PROVIDED PASSAGE
His military career was distinguished. He participated in the Finnish War and a series of battles during the French invasion of Russia, then was in France during the Hundred Days. He was briefly a wounded prisoner. Several units were under his command, and he received numerous awards, including the Order of Saint Vladimir and the Kulm Cross, from the Kingdom of Prussia. By 1814, he was a Polkovnik (Colonel).
In 1816, he joined the first Decembrist organization; the Union of Salvation then, when it was dissolved, the Union of Prosperity. Shortly after, when he was appointed commander of a Jaeger regiment, one of his first acts was the abolition of corporal punishment. He retired and was discharged in 1822, with the rank of Major-General. That same year, he married Natalya Apukhtina, eighteen years his junior, the only surviving child of Captain Dmitry Apukhtin (1768-1838) and his wife Mariya née Fonvizina (1779-1842), one of Mikhail's cousins. He also retired from active work in secret organizations.

When the Decembrist uprising was being planned, in 1825, he changed his mind and became involved in the process; preparing the program and charter for the Northern Society. In January 1826, he was arrested at his estate, a few miles north of Moscow, and taken to Saint Petersburg, where he was placed in the Peter and Paul Fortress. He was then sentenced to eight years of hard labor, and sent to Siberia in 1827. Natalya placed their two children in the care of relatives and followed him there.

AIM OF THE EXERCISE
Using the passage on this Decembrist's life, list every secret organization it names. The lines that follow play no part in what comes next.

DATA SECTION
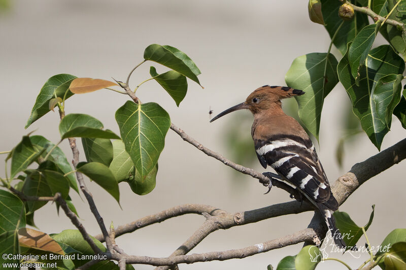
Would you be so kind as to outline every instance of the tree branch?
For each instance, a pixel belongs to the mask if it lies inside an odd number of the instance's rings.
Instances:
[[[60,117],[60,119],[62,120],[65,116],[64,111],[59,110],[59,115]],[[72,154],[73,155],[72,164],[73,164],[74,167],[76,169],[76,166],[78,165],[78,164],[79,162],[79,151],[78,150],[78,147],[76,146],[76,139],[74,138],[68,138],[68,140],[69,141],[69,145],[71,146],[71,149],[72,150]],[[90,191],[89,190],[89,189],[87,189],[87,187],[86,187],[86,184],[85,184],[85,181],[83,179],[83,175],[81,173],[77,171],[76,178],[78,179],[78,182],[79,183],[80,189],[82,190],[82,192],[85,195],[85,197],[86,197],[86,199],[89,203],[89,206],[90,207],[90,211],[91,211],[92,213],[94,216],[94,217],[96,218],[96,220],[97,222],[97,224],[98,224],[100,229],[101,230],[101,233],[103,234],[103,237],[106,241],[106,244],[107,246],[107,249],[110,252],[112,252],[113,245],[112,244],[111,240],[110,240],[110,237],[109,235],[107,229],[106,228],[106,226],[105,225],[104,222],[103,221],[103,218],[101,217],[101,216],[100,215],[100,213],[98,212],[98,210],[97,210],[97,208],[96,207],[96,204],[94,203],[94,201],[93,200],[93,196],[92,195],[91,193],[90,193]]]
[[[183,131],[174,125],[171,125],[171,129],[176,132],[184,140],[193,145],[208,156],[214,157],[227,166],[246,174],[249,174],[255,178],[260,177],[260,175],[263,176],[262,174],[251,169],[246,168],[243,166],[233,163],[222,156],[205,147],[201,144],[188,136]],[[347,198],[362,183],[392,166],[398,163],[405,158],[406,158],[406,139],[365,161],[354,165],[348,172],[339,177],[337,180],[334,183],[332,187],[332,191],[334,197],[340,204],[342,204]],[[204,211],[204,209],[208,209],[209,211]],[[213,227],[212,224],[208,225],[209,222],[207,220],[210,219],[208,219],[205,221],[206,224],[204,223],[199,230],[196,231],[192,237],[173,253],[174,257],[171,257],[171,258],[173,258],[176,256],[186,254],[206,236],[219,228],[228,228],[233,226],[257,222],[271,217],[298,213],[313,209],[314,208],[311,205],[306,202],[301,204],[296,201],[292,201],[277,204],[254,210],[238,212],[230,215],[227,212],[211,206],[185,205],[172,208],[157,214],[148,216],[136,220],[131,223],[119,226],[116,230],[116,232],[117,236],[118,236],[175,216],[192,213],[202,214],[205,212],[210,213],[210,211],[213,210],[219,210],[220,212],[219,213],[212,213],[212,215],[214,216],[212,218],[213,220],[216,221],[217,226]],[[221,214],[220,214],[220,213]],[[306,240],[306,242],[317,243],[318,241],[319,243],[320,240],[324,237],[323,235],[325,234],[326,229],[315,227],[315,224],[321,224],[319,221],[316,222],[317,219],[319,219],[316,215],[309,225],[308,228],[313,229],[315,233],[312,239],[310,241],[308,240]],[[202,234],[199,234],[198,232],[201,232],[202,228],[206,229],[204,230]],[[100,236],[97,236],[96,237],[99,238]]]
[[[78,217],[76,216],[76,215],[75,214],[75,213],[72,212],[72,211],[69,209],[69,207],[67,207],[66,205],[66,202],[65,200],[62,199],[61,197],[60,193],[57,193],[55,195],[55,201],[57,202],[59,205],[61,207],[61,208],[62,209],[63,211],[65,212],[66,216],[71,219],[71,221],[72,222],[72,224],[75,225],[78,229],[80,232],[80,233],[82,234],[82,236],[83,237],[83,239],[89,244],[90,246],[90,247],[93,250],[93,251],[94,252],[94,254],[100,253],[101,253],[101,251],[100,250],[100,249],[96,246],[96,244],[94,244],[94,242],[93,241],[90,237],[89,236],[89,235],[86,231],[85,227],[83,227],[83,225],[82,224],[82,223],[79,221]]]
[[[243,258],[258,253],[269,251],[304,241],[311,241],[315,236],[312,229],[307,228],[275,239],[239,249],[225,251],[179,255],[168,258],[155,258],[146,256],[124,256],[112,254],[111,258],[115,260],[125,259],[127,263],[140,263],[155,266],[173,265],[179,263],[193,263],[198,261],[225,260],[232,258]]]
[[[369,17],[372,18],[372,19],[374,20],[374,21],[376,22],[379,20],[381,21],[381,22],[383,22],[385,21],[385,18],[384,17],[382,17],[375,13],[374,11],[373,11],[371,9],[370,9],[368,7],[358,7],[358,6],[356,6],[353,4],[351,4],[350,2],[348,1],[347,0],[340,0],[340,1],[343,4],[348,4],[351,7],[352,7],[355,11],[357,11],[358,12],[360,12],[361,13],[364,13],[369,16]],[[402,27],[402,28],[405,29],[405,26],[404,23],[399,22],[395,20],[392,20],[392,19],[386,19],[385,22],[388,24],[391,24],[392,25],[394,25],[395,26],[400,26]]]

==

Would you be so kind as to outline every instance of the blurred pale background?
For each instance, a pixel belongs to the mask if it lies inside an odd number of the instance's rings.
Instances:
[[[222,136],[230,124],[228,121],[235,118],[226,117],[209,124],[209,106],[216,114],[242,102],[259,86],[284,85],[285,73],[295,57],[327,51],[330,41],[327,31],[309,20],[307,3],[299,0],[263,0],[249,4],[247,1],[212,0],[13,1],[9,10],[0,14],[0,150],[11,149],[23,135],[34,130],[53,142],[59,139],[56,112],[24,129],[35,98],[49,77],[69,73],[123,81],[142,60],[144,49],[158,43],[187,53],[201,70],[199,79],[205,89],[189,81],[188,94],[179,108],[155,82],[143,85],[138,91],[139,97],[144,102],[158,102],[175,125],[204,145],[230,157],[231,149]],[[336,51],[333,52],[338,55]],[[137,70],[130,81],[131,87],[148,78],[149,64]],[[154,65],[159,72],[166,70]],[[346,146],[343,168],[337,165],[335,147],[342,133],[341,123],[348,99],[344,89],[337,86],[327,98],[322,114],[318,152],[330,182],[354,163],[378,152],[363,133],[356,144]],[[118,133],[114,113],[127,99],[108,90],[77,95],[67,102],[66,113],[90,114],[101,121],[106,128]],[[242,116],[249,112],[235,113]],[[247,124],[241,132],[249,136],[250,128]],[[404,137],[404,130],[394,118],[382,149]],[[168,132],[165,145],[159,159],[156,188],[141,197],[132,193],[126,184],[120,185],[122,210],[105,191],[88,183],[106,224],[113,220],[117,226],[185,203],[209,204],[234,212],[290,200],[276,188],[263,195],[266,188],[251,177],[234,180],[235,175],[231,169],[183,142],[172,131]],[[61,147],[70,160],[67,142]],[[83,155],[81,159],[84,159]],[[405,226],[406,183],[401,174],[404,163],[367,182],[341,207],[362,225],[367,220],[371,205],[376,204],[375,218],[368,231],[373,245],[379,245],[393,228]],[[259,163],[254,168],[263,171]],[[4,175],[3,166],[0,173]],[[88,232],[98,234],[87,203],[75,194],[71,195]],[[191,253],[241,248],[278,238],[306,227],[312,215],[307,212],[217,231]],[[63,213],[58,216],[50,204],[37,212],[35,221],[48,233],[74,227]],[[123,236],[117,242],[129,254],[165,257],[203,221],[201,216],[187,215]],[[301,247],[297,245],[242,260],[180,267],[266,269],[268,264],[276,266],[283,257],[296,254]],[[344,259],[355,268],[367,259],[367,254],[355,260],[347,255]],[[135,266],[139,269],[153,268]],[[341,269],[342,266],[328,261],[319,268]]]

EXPECTED ANSWER
The Union of Salvation, the Union of Prosperity, and the Northern Society.